╭─ Information provided

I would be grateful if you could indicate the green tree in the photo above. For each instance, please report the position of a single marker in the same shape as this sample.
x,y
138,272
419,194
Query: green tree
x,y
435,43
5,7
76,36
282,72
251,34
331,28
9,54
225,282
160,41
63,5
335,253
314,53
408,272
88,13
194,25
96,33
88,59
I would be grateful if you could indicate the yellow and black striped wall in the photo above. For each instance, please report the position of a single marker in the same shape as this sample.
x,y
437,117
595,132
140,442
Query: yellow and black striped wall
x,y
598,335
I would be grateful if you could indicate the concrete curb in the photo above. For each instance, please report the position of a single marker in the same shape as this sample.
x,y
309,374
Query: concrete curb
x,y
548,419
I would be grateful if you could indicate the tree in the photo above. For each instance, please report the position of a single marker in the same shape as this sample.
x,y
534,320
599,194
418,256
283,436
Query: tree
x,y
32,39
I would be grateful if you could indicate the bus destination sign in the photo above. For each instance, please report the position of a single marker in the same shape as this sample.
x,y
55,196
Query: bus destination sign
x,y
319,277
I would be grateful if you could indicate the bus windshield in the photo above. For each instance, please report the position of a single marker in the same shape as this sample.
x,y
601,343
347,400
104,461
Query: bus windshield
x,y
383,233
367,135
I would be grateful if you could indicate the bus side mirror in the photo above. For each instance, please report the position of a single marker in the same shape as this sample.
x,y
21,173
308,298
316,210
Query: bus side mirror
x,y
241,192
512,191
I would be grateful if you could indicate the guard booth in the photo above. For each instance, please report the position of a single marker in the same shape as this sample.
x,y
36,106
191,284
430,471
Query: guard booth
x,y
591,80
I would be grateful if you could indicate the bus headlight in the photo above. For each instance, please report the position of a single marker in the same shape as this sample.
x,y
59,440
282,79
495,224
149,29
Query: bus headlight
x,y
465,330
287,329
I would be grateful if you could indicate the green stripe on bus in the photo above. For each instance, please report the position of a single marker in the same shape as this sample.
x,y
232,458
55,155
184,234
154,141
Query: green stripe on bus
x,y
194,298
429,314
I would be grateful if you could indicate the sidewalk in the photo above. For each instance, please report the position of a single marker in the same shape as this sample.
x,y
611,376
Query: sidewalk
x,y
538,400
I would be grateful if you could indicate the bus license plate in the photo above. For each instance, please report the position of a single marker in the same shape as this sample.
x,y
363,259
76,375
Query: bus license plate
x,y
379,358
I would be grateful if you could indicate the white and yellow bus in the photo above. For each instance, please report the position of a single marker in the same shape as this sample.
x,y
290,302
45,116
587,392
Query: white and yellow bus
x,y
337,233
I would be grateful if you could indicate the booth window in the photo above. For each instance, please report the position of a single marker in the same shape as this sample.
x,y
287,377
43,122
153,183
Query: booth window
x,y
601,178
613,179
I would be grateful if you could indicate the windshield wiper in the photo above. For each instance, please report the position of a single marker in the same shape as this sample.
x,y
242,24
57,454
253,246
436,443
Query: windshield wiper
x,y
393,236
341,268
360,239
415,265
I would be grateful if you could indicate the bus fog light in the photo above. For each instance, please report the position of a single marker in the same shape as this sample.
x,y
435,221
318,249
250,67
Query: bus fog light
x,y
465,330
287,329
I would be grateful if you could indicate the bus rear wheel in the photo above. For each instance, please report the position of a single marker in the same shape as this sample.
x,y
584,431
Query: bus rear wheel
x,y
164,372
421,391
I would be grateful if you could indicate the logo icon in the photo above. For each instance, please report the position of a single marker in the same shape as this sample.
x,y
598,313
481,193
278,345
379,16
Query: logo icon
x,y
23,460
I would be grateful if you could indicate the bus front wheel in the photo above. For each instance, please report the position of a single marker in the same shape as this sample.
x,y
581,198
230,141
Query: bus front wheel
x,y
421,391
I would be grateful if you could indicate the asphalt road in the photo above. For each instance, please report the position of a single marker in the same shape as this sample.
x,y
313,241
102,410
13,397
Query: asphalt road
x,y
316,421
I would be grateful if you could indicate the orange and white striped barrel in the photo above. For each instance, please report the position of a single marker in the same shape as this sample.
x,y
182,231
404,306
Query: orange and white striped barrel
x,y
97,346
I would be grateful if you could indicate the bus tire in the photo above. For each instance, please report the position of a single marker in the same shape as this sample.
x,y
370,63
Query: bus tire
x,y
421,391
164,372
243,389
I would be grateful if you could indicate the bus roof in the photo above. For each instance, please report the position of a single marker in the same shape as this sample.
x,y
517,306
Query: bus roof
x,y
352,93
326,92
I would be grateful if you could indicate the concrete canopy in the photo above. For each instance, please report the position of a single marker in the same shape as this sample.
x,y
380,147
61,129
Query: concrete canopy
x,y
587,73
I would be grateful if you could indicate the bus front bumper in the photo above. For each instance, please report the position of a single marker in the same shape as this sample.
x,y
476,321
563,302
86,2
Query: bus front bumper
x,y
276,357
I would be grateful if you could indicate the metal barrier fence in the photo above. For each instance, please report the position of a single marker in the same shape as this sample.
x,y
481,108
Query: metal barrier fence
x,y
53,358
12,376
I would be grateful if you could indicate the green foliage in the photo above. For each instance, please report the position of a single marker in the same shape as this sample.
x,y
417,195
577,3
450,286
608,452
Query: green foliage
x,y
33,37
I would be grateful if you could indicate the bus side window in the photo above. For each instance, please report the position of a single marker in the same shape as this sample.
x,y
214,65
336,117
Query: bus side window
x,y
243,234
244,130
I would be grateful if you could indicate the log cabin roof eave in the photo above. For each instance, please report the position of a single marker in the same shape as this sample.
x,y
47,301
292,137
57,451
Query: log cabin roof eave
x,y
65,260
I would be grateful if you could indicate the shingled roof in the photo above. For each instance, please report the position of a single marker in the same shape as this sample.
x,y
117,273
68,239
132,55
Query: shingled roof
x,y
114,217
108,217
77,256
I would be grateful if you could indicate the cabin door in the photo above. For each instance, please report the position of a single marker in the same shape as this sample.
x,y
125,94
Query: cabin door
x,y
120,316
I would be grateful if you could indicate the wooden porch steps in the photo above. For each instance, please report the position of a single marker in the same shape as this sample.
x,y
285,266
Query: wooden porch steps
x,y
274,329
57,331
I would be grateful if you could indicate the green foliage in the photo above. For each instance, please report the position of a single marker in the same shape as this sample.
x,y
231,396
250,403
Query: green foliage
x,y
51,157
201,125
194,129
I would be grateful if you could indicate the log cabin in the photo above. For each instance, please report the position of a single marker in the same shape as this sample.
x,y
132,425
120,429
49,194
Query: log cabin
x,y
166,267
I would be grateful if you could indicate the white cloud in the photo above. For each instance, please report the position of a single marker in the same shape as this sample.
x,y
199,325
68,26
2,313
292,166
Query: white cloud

╰─

- Your objective
A faithful, word-for-word transcription of the data above is required.

- Answer space
I would be grateful if you could indicate the green tree in the photo above. For each instance, please report the position of a single marker in the same shape as this sample.
x,y
138,272
419,194
Query: green tree
x,y
435,43
5,7
76,36
282,72
251,34
331,28
9,54
225,282
160,41
63,5
335,253
314,53
408,272
88,13
194,25
96,33
88,59
I would be grateful if you could indicate the yellow and black striped wall in the photo above. For each instance, please report the position of a single marker in the same shape as this sample.
x,y
437,117
595,132
140,442
Query: yellow and black striped wall
x,y
598,335
I would be grateful if you could indicate the concrete curb in the photo above. For each instance, please report the position of a single marker in the same shape as this sample.
x,y
309,374
Query: concrete curb
x,y
548,419
I would be grateful if you could indicate the tree in the photo above. For each instance, please report the position of a single marker in the same shape as this sample.
x,y
534,320
599,194
418,256
283,436
Query: tree
x,y
32,39
I would be grateful if you could indicate the bus destination sign in the photo above. For each instance, please report the position of a single marker in the same shape as this sample.
x,y
55,196
Query: bus destination sign
x,y
319,277
I would be grateful if you could indicate the bus windshield in the photo above. For each instance, please report the position of a single marker in the same shape as this sample.
x,y
601,343
347,400
104,461
Query: bus windshield
x,y
383,233
367,135
I would be grateful if you could indicate the bus side mirror in the photo above. For each instance, please report the position of a single marker in the same shape as this sample.
x,y
21,173
308,298
316,210
Query: bus side mirror
x,y
241,192
512,191
I would be grateful if you could indicate the guard booth in the photo above. For each instance, please report the position of a single marker in the same shape as this sample.
x,y
36,106
191,284
430,471
Query: guard booth
x,y
591,80
I would be grateful if you could indicate the bus headlight in the photo above. For each instance, please report the position of a single marker in the same shape as this sample.
x,y
59,440
282,79
495,224
149,29
Query: bus headlight
x,y
465,330
287,329
I would be grateful if you could indicate the green stripe on bus in the photo above. For each instance, please report the position of a single marker in the same shape as this sample.
x,y
232,458
55,155
184,234
154,141
Query: green stripe on bus
x,y
194,298
429,314
I would be grateful if you could indicate the sidewalk in the photo above. For each instance, please report the position of a single marker in the same shape as this sample.
x,y
611,376
Query: sidewalk
x,y
538,400
I would be grateful if you could indicate the bus license plate in the photo above. For each instance, please report the position of a single marker in the same shape as this sample.
x,y
363,259
76,375
Query: bus license plate
x,y
379,358
I would be grateful if you could indicate the white and yellow bus in the photo above. For each instance, please report the position of a single marker in the same shape as this sample.
x,y
290,302
45,116
587,392
Query: white and yellow bus
x,y
337,233
I would be grateful if you could indicate the booth window in the photo above. For each instance, please report the position of a single marker in the same shape as this sample.
x,y
287,377
43,122
153,183
Query: booth window
x,y
601,178
613,179
I would be grateful if you could indicate the windshield wiper in the photo above. For each instance, please report the position of a single marker in the same shape as this sample.
x,y
242,24
57,454
253,246
436,443
Query: windshield wiper
x,y
393,236
341,268
360,239
415,265
I would be grateful if you could indicate the bus fog light in the photo above. For each instance, please report the position of a single marker in the same shape as this sample.
x,y
435,221
318,249
250,67
Query: bus fog light
x,y
465,330
287,329
I would be grateful if you could indicate the bus rear wheel in the photo above. For each instance, please report the position of a single marker in the same shape as this sample.
x,y
584,431
Query: bus rear wheel
x,y
164,372
421,391
I would be grateful if you could indicate the logo icon in the photo above. For each instance, please report the position of a single marker in the same shape as this sample.
x,y
598,313
481,193
278,345
379,16
Query: logo icon
x,y
23,460
I would be grateful if you could indicate the bus front wheel in the photo above. For each instance, please report the position of a single marker in the same shape as this sample.
x,y
581,198
230,141
Query: bus front wheel
x,y
421,391
I would be grateful if you could indicate the asphalt road in the photo above. For each instance, please report the position of a single marker in the same shape as this sample.
x,y
313,241
102,410
13,397
Query: asphalt road
x,y
316,421
I would be grateful if you could indicate the orange and white striped barrel in the photo above. For each instance, please report the position of a single marker in the same shape as this sample.
x,y
182,231
404,306
Query: orange and white striped barrel
x,y
97,346
I would be grateful if you could indicate the bus tire in the photo above. For each instance, please report the position of a single marker in the same shape as this sample.
x,y
370,63
Query: bus tire
x,y
421,391
164,372
243,389
I would be grateful if you could indicate the bus roof in the photo above. For each instance, please report the position of a single marker in the same shape as this sample.
x,y
517,306
Query: bus roof
x,y
352,93
326,92
I would be grateful if you could indicate the concrete canopy in the photo above. For each instance, please report the position of a single marker in the same shape as this sample.
x,y
380,147
61,129
Query: concrete canopy
x,y
587,73
I would be grateful if you could indicate the bus front bumper in the photo above. For each instance, please report the position of a single marker in the same shape as this sample.
x,y
476,321
563,302
86,2
Query: bus front bumper
x,y
276,357
I would be grateful if you could indicate the metal barrier fence in the photo above. For each instance, please report the position of a single marker in the same shape as this sample.
x,y
481,108
Query: metal barrier fence
x,y
53,358
12,376
I would be grateful if you could indicate the green foliage in the photo above. For each instance, please report the position of a single marker in the same shape as this sample.
x,y
417,195
577,3
450,286
608,452
Query: green foliage
x,y
33,37
I would be grateful if you could indicate the bus side window in the photo above. For each instance, please report the position of a single marker in the same shape as this sample.
x,y
214,65
336,117
Query: bus side window
x,y
243,234
244,130
I would be grateful if you could indicate the log cabin roof eave in the photo above. For each instance, please report the position of a single marker in the same shape as this sample.
x,y
47,301
292,137
57,451
Query: log cabin roof eave
x,y
65,260
I would be grateful if you could indicate the shingled roof in the photo above. For each instance, please report the position of a single marker in the same shape as this sample.
x,y
117,273
68,239
132,55
Query: shingled roof
x,y
114,217
108,217
77,256
I would be grateful if you could indicate the cabin door in the photo above. For each instance, please report the position of a single marker in the same shape as this sample.
x,y
125,94
Query: cabin door
x,y
120,316
I would be grateful if you could indicate the wooden porch steps in the photo above. For each instance, please report the position of a single marker in the same shape as this sample.
x,y
285,266
Query: wooden porch steps
x,y
274,329
57,331
I would be grateful if you could indicate the green foliage in the photo above. For each instance, please report the position of a single marker in the same shape as this sample.
x,y
231,396
250,403
Query: green foliage
x,y
51,157
201,125
194,129
I would be grateful if you could indicate the log cabin in the photo above. For each instance, please report the position of a single marker in the same shape as this sample.
x,y
132,425
120,429
49,194
Query: log cabin
x,y
166,267
I would be grateful if you could indicate the white cloud in the photo above. For each instance, please report the position of a single marker in the same shape as this sample.
x,y
199,325
68,26
2,313
292,166
Query: white cloud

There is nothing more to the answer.